A word-for-word transcription of the data below is required.
Dataset entries START
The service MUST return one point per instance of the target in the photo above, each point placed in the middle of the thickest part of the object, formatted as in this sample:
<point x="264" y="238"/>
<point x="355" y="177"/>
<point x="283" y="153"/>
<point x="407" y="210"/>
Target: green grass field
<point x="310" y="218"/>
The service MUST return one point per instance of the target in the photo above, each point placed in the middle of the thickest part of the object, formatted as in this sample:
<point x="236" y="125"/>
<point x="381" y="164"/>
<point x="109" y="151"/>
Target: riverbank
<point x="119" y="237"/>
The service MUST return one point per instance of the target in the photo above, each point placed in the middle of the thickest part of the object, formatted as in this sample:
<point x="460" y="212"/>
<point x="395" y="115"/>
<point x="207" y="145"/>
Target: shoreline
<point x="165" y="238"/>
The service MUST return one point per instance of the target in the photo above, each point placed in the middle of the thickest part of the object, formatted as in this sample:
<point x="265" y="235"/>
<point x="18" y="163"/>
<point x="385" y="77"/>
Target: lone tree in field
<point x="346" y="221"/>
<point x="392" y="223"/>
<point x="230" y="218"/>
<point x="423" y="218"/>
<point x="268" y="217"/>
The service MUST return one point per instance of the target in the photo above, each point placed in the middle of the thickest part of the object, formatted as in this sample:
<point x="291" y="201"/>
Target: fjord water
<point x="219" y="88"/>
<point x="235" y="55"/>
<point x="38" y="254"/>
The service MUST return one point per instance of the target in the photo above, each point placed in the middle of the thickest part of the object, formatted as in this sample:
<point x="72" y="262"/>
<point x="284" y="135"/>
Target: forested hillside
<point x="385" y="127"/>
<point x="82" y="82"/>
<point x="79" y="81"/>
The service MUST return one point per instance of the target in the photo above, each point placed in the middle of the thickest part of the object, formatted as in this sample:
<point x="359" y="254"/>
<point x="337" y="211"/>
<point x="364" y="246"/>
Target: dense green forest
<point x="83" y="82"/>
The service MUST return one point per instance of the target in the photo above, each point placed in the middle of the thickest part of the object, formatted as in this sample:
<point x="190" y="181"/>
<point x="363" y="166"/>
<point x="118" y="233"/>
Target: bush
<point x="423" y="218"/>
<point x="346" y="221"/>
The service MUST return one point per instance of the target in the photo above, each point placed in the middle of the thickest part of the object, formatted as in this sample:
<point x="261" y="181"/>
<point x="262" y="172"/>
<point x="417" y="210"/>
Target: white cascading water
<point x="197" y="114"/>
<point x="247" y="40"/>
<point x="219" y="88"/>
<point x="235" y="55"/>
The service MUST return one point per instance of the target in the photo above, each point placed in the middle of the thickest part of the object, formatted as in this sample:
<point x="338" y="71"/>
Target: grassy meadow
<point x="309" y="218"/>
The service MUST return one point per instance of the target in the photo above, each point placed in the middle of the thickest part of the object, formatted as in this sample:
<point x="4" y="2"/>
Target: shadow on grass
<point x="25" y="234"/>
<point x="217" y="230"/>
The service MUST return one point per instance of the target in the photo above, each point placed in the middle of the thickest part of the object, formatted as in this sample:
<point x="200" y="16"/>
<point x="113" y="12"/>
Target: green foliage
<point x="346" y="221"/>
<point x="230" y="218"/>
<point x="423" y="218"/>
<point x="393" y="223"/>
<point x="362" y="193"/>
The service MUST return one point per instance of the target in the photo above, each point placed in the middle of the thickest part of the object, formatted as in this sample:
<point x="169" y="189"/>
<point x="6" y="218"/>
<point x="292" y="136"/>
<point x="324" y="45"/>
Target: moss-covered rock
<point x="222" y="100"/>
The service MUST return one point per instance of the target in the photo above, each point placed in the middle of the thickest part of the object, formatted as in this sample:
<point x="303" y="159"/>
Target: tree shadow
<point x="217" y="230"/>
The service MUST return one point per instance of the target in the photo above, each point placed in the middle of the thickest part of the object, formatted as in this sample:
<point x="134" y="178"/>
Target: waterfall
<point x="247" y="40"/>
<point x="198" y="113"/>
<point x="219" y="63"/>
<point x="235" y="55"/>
Dataset entries END
→ Completed task:
The service MUST return one point per instance of the target in the photo above, each point placed in the middle of the thickest part of the object, formatted as in this sample:
<point x="264" y="238"/>
<point x="355" y="177"/>
<point x="283" y="153"/>
<point x="407" y="210"/>
Target: green grass field
<point x="310" y="218"/>
The service MUST return one point per instance of the target in the photo above, each point placed in the middle of the thickest part of the object, formatted as in this sample:
<point x="236" y="125"/>
<point x="381" y="164"/>
<point x="109" y="151"/>
Target: riverbank
<point x="119" y="237"/>
The service MUST return one point per instance of the target in the photo above, each point placed in the middle of the thickest part of the object, formatted as in this sample:
<point x="460" y="212"/>
<point x="395" y="115"/>
<point x="207" y="145"/>
Target: shoreline
<point x="165" y="238"/>
The service MUST return one point per instance of the target in the photo above, each point placed in the middle of the thickest part of the object, formatted as in this sample:
<point x="265" y="235"/>
<point x="18" y="163"/>
<point x="385" y="77"/>
Target: lone tree in field
<point x="346" y="221"/>
<point x="392" y="223"/>
<point x="230" y="218"/>
<point x="423" y="218"/>
<point x="268" y="217"/>
The service MUST return one point per instance of the target in the photo above, each point placed in the middle of the thickest part of the object, formatted as in this sample:
<point x="291" y="201"/>
Target: fjord water
<point x="219" y="88"/>
<point x="235" y="55"/>
<point x="38" y="254"/>
The service MUST return one point per instance of the target in the photo above, each point placed in the middle of the thickest part of the object, formatted as in this sample:
<point x="72" y="262"/>
<point x="284" y="135"/>
Target: forested hillside
<point x="385" y="127"/>
<point x="82" y="82"/>
<point x="79" y="81"/>
The service MUST return one point per instance of the target in the photo above, each point placed in the middle of the thickest part of the object, formatted as in this sample:
<point x="359" y="254"/>
<point x="337" y="211"/>
<point x="364" y="246"/>
Target: dense green forest
<point x="83" y="82"/>
The service MUST return one point per instance of the target in the photo above, each point placed in the middle of the thickest part of the object, formatted as in this sample:
<point x="190" y="181"/>
<point x="363" y="166"/>
<point x="118" y="233"/>
Target: bush
<point x="423" y="218"/>
<point x="346" y="221"/>
The service MUST return one point per instance of the target in the photo above, each point placed in the middle of the thickest part of the object, formatted as in this sample:
<point x="261" y="181"/>
<point x="262" y="172"/>
<point x="417" y="210"/>
Target: white cascading water
<point x="197" y="114"/>
<point x="247" y="40"/>
<point x="219" y="88"/>
<point x="235" y="55"/>
The service MUST return one point per instance of the target in the photo above, each point placed in the middle of the thickest part of the object, formatted as in this sample:
<point x="338" y="71"/>
Target: grassy meadow
<point x="309" y="218"/>
The service MUST return one point per instance of the target in the photo above, each point placed in the middle of the thickest part of the object, formatted as in this sample:
<point x="4" y="2"/>
Target: shadow on grass
<point x="25" y="234"/>
<point x="217" y="230"/>
The service MUST return one point per instance of the target in the photo above, each point placed in the middle of the thickest part of the object, formatted as in this sample:
<point x="200" y="16"/>
<point x="113" y="12"/>
Target: green foliage
<point x="346" y="221"/>
<point x="230" y="218"/>
<point x="423" y="218"/>
<point x="393" y="223"/>
<point x="362" y="193"/>
The service MUST return one point per instance of the target in the photo above, each point placed in the middle of the thickest part of the object, formatted as in this sample:
<point x="169" y="189"/>
<point x="6" y="218"/>
<point x="292" y="136"/>
<point x="324" y="45"/>
Target: moss-covered rock
<point x="222" y="100"/>
The service MUST return one point per instance of the target in the photo above, each point placed in the middle of the thickest part of the object, formatted as in this sample:
<point x="303" y="159"/>
Target: tree shadow
<point x="217" y="230"/>
The service MUST return one point per instance of the target in the photo above, each point placed in the middle of the thickest part of the object, formatted as in this sample:
<point x="134" y="178"/>
Target: waterfall
<point x="247" y="40"/>
<point x="198" y="113"/>
<point x="219" y="63"/>
<point x="235" y="55"/>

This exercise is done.